Your assignment:
Return the full set of entries below exactly, leaving every image out.

[Data excerpts]

********

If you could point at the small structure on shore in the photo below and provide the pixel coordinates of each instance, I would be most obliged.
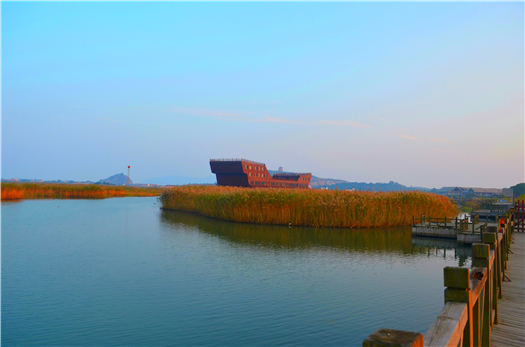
(247, 173)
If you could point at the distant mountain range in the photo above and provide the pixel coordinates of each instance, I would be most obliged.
(118, 179)
(331, 183)
(316, 182)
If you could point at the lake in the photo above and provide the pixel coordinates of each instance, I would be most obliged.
(123, 272)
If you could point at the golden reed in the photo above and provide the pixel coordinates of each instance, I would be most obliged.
(318, 208)
(12, 191)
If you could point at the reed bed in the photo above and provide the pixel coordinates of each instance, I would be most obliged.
(12, 191)
(308, 207)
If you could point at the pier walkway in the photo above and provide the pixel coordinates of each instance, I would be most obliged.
(510, 330)
(484, 304)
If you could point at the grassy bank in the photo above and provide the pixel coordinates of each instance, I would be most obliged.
(12, 191)
(319, 208)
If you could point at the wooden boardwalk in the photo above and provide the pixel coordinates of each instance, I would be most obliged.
(510, 330)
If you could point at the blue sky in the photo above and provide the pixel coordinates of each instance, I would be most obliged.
(425, 94)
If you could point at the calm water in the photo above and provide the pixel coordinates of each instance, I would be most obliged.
(123, 272)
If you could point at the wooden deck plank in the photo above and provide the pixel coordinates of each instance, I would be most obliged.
(511, 308)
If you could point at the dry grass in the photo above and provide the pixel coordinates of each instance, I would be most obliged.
(319, 208)
(11, 191)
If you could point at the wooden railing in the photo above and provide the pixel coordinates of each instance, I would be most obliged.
(519, 216)
(471, 299)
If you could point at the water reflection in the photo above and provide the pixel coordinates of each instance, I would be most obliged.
(392, 240)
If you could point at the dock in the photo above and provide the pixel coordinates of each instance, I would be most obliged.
(484, 305)
(462, 230)
(510, 330)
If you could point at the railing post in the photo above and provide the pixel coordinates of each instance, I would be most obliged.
(481, 258)
(457, 281)
(490, 239)
(393, 338)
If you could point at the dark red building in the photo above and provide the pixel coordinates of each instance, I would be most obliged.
(247, 173)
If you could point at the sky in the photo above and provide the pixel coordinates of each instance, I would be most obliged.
(424, 94)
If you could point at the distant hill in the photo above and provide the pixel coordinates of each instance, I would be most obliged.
(118, 179)
(180, 180)
(331, 183)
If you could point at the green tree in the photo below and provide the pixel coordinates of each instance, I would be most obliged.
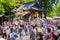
(57, 9)
(7, 5)
(48, 5)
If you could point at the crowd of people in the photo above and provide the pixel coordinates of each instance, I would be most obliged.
(38, 29)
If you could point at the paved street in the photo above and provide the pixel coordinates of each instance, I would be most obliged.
(24, 37)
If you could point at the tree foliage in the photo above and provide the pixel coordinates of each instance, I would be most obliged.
(57, 9)
(48, 5)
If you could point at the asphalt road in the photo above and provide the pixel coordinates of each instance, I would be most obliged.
(18, 38)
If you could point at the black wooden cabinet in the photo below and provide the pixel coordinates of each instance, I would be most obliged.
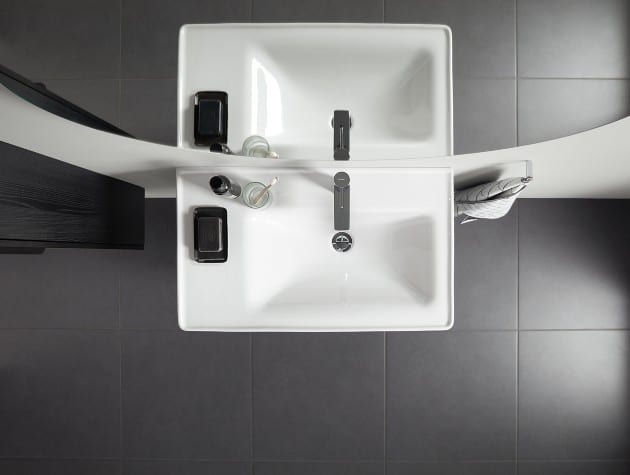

********

Reply:
If you could point at the small structure on shore in the photo below and provide the pixel coordinates of each instance, I would be most obliged.
(247, 173)
If you could point at the distant mountain range in the photo above and provide the pixel coordinates of each instance, I would be most obliged.
(118, 179)
(331, 183)
(316, 182)
If you could point at the lake in the photo above and provide the pixel coordinates of each instance, I would be most obliged.
(123, 272)
If you could point at the golden reed in the photo above and provide the pixel coordinates of each instance, I would be most obliged.
(318, 208)
(12, 191)
If you could point at the reed bed in the photo above and provide the pixel coordinates of each instance, I would be most obliged.
(12, 191)
(308, 207)
If you could point at the pier walkway in the photo above and provide the pixel coordinates of each instance, I would be most obliged.
(510, 330)
(484, 304)
If you could point at the grassy bank in the photo above and provide the pixel coordinates of each instance, I would be most obliged.
(12, 191)
(319, 208)
If you could point at the wooden boardwalk in the photo above and provide the pixel coordinates of each instance, I would be most obliged.
(510, 330)
If you could point at the blue sky in the photo above and provide the pixel coordinates of each instance, I would be most obliged.
(425, 94)
If you could point at the calm water in the photo above and provide the pixel coordinates of each instance, I would be most obliged.
(123, 272)
If you could point at the wooden deck plank in the photo above and provide the pixel coordinates of each instance, I would be most obliged.
(511, 308)
If you could point at the dry grass in the photo above and provide the pixel coordinates of each instance, I would be most obliged.
(319, 208)
(11, 191)
If you could point at the wooden railing in the photo above and provide the pixel coordinates of each instance, I would be most obliged.
(519, 216)
(471, 299)
If you could point at the water reflection in the photo above and provide the pixel coordinates of each instance, I would be most obliged.
(392, 240)
If you could point at the dock in the photo above and provide the pixel coordinates of each instance, I would be most obliged.
(484, 305)
(462, 230)
(510, 330)
If you could point at the railing post in the photo above and provide the pixel coordinates of each instance, I would be most obliged.
(481, 258)
(457, 281)
(490, 239)
(393, 338)
If you could point at the dark red building in the photo above and provide the pixel coordinates of each instance, I would be most obliged.
(247, 173)
If you could point at the sky in the photo above and provide the pixel coordinates of each instance, I would be most obliged.
(424, 94)
If you could point at the distant hill in the photo above and provide the pixel coordinates of each instance, I would be most obliged.
(118, 179)
(180, 180)
(331, 183)
If you could point at the green tree in the photo below and provide the pixel coordinates of each instance, I would be most obliged.
(57, 9)
(7, 5)
(48, 5)
If you could point at the crowd of people in the photo above and provide the pixel coordinates of each instance, I would be most obliged.
(38, 29)
If you could point at the paved street in the photo above and provide the pixel coordinates of each instance, I would be most obliged.
(24, 37)
If you could point at the tree foliage in the photo above and provide the pixel coordinates of each instance, I would be most obliged.
(57, 9)
(48, 5)
If you could point at the asphalt road in the photo above and provide the pixel coordinates of each instance, I would be most obliged.
(18, 38)
If you could point at the black wooden cabinet in the photo below and provide the pixel coordinates of each instance, I would be most obliged.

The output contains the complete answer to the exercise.